— Görev —
Aşağıdaki kaynak metinde "Mevcut devlet yönetimi" sözlerinden başlayıp aşağıya doğru "değil midir ?" sözlerine kadar ne varsa harfi harfine yazın.

— Kaynak metin —
************
KAMU
OYUNA
YANSIYAN, GÜNDEMİNİ
MEŞGUL EDEN, O KADAR
İLGİNÇ OLAYLAR, KONULAR VAR Kİ, TAM AZİZNESİNLİK!
Bu kadarı da
olur mu, bu kadarına da pes doğrusu, el insaf v.b. söylemlerini
insansan dedirtecek boyuttalar. Bura da hangisine örnek olarak yer vermemi
istiyorsunuz! İsterseniz bir çoklarımızın
düşüncesini açığa vurmaktan çekindiği, korktuğu su
Ergenekon, balyos, v.b. davalar, örneğin!
Mevcut devlet yönetimi düzenini
yıkmak için çete, terör örgütü kurmak, ve veya devletin mevcut düzenine
karşın eylem hazırlıklarında bulunmak, terörist olmak
suçları ile, mevcut hükümet yönetimine muhalif, karşıt
düşünceli,
insanlarımızın, özellikle değerli askerlerimizin 3-4 senedir tutuklu yargılanmaları. Sizce de tam
bir Azisnesinlik bir olay değil midir ?
Fırsat, fırsat iken
senaryosu önceden hazırlanan tam bir trajedikomik
oyunu değil midir?
Tam bir kara
mizah diye tarihe geçecek bir olay değil midir?
Evet,
gelişmeleri özetleyerek
birlikte hatırlayalım ve önyargısız, hilesiz
düşünüp birlikte tartışalım:
..
************
— Verilen bilgiler —
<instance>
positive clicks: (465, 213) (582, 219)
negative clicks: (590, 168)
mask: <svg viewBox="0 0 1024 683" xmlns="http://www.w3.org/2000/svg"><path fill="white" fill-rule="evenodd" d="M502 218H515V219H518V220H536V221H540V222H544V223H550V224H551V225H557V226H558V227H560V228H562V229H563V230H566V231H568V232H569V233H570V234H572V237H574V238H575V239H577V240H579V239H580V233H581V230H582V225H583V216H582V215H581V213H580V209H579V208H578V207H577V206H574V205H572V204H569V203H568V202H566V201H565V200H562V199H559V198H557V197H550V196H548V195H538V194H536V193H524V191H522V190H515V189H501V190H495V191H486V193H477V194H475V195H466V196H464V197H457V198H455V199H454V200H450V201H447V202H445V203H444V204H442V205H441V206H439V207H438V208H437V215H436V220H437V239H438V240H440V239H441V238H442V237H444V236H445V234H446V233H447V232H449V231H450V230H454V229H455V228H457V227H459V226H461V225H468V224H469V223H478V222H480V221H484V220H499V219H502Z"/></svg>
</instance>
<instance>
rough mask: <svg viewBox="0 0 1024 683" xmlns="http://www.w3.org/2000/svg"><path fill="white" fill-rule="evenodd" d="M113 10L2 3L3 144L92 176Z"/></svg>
************
— Yanıt alanı —
Mevcut devlet yönetimi düzenini
yıkmak için çete, terör örgütü kurmak, ve veya devletin mevcut düzenine
karşın eylem hazırlıklarında bulunmak, terörist olmak
suçları ile, mevcut hükümet yönetimine muhalif, karşıt
düşünceli,
insanlarımızın, özellikle değerli askerlerimizin 3-4 senedir tutuklu yargılanmaları. Sizce de tam
bir Azisnesinlik bir olay değil midir ?